(Dataset rows on where objects appear)
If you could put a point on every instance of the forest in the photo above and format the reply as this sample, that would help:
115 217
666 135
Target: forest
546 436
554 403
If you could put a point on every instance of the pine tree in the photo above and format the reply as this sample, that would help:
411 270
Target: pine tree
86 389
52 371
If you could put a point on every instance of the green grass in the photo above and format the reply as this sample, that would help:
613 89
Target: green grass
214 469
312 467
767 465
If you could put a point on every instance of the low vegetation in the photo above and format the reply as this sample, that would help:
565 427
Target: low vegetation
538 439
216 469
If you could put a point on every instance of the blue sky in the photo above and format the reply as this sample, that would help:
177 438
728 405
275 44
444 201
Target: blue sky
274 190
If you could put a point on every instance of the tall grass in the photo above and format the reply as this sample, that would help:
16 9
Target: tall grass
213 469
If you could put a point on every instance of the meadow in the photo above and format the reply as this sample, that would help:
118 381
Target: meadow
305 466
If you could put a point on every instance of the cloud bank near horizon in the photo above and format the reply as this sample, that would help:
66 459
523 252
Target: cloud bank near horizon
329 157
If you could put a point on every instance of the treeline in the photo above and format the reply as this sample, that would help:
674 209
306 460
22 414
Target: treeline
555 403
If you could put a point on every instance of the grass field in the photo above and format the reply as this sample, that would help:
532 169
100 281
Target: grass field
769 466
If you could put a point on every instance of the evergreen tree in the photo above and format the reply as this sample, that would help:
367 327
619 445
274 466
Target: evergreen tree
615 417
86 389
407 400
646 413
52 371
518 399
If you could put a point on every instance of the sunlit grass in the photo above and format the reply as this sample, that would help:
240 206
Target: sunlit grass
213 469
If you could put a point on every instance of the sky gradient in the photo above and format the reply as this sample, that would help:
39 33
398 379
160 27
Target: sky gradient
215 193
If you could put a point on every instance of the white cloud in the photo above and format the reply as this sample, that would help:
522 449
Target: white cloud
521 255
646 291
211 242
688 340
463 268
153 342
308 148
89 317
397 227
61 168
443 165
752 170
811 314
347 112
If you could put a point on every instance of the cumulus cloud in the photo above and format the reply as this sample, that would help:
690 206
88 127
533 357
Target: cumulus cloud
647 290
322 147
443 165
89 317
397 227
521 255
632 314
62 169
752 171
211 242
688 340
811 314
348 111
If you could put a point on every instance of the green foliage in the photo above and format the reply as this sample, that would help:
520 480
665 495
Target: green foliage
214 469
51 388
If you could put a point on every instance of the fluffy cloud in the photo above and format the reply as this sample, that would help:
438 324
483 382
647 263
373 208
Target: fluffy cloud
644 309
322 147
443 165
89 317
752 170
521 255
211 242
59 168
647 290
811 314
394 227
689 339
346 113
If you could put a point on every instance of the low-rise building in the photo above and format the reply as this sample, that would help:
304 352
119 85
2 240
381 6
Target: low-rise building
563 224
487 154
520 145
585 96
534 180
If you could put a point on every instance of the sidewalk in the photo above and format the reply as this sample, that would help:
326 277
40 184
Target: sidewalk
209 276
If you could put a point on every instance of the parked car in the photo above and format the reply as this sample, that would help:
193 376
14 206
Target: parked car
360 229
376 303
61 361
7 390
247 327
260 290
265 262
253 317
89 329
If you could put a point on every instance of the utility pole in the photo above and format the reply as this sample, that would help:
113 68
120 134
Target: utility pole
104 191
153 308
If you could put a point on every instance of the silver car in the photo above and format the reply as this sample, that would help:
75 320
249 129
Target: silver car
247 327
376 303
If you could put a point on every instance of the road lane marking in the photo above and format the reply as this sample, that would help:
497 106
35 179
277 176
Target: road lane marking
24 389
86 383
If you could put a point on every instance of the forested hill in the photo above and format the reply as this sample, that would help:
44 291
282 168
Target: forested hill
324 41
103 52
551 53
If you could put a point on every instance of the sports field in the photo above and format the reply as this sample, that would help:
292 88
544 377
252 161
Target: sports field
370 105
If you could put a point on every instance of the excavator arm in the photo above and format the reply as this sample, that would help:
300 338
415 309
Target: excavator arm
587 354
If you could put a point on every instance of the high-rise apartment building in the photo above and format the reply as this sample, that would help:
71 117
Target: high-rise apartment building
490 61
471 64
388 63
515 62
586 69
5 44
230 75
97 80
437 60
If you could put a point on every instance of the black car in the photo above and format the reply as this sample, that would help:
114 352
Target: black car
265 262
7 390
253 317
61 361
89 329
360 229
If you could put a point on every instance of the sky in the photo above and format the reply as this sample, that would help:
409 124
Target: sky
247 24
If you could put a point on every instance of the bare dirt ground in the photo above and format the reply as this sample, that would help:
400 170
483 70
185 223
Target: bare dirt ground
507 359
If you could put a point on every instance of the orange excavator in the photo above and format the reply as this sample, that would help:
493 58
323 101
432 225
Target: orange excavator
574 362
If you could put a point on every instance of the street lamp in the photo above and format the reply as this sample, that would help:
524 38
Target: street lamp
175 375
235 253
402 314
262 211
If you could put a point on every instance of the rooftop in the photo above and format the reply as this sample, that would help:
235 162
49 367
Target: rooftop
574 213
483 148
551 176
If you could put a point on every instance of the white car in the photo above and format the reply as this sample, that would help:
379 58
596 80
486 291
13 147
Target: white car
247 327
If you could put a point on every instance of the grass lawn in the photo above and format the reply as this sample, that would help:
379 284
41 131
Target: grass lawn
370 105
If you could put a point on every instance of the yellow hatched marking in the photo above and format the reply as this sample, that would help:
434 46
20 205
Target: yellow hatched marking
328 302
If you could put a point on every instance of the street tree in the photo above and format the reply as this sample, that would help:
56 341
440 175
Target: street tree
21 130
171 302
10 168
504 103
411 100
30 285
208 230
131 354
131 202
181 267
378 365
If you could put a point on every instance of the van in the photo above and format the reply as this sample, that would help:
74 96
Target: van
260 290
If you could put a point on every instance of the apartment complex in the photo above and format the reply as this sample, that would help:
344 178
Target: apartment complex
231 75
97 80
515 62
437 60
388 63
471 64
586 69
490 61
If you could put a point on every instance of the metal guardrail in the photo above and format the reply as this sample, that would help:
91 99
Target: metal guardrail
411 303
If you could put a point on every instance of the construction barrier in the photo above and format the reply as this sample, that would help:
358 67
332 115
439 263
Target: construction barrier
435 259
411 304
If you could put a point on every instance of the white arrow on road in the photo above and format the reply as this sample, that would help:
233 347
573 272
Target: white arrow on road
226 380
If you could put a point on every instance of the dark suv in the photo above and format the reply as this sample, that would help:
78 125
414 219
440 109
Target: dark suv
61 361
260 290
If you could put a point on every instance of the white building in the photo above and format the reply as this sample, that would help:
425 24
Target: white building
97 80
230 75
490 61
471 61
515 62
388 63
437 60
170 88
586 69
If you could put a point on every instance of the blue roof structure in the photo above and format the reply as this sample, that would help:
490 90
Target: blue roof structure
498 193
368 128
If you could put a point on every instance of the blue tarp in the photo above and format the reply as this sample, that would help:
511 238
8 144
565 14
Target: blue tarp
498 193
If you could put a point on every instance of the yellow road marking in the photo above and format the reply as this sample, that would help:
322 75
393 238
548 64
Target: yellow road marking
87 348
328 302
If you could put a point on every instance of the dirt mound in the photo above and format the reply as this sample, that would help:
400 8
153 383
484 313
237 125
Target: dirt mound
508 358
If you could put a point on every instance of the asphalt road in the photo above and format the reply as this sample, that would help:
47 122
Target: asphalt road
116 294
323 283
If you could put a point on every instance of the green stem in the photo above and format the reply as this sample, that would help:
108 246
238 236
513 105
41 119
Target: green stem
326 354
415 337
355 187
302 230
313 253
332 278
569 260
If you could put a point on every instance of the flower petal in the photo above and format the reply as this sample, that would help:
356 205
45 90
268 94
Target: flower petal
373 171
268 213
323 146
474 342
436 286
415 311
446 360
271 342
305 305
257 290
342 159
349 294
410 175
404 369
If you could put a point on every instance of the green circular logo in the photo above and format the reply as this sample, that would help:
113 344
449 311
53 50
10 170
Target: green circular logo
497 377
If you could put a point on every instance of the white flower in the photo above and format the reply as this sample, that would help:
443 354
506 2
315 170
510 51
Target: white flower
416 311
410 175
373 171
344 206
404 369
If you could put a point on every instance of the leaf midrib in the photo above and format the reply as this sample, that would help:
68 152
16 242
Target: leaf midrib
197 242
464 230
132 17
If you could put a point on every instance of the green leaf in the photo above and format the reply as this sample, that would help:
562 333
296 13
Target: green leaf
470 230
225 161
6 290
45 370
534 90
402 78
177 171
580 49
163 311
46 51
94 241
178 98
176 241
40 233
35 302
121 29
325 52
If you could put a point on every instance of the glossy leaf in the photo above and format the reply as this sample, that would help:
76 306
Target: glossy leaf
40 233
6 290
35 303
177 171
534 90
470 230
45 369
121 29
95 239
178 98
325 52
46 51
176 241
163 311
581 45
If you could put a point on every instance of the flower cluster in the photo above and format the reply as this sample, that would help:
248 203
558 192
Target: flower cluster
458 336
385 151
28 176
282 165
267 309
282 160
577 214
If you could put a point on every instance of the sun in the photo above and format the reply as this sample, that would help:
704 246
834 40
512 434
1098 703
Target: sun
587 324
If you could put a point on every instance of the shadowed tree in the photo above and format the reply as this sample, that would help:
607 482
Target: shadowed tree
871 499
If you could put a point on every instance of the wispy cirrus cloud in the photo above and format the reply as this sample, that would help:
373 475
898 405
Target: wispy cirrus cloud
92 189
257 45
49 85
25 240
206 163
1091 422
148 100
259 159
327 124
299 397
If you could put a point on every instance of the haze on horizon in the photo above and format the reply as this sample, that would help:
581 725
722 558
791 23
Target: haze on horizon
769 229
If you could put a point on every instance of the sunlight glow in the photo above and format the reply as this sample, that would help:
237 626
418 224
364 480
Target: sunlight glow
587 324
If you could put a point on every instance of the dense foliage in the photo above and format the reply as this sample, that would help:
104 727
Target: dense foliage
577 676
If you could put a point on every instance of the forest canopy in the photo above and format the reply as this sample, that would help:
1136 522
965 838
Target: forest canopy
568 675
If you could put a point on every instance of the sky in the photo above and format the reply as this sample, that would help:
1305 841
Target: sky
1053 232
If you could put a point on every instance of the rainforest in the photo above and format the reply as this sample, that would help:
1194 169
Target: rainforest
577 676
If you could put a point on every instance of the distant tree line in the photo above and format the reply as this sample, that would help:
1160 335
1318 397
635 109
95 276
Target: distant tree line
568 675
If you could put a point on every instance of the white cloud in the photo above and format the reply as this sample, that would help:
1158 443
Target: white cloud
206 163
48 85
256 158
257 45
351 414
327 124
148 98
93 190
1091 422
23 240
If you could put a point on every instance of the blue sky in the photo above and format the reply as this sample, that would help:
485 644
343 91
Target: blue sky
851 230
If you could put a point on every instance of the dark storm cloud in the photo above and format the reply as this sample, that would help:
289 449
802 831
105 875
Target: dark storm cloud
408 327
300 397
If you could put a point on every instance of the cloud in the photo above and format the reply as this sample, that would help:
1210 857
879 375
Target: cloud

**THE EXERCISE:**
Reproduce exactly the lines from the one containing "of the dense" through the last line of the records above, including both, and nothing else.

**THE REPLY:**
If you could put a point on every instance of the dense foliage in the photo above and format the reply as this sample, that would help:
104 727
Target: dense foliage
577 676
If you could put a point on every instance of the forest canopy in the photo above and format the reply as this sample, that would help:
1136 522
965 838
Target: forest canopy
568 675
If you could put a point on every instance of the sky in the photo above and format the reply as this sample, that would help:
1305 841
Target: sky
1053 232
If you could put a point on every instance of the rainforest in the photo above and format the reply as this sample, that would help:
1194 169
Target: rainforest
577 676
If you could put a point on every instance of the distant tree line in the photo above and format the reply as this sample, that would help:
1160 335
1318 397
635 109
95 276
Target: distant tree line
568 675
If you could put a point on every instance of the white cloud in the photo above and format the reply as this sample, that would help:
1158 443
Target: white cloud
206 163
48 85
256 158
257 45
351 414
327 124
148 98
93 190
1091 422
23 240
If you could put a point on every instance of the blue sky in the photo above and format the reply as this sample, that would help:
485 644
343 91
Target: blue sky
851 230
If you could put a point on every instance of the dark storm cloud in the photo above and format the reply as this sample, that would help:
289 449
802 831
105 875
Target: dark storm cloud
408 327
300 397
If you could put a point on every instance of the cloud in the photo above and format the reply as this sample, that would help:
1210 857
879 375
Target: cloud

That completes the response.